# EXERCISE BRIEF
The range to reproduce runs from the line containing "Call the pointer" through the last line of the listing below; give exactly those lines and no others.

# RECORDS TO USE
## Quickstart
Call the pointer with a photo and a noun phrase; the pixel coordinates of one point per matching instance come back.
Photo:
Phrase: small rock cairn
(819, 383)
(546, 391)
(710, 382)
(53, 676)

# PROBLEM SOLUTION
Call the pointer with a photo and a noun phrase; the pixel coordinates of one point per matching instance come back.
Photo:
Phrase: small rock cairn
(819, 383)
(546, 391)
(710, 382)
(53, 676)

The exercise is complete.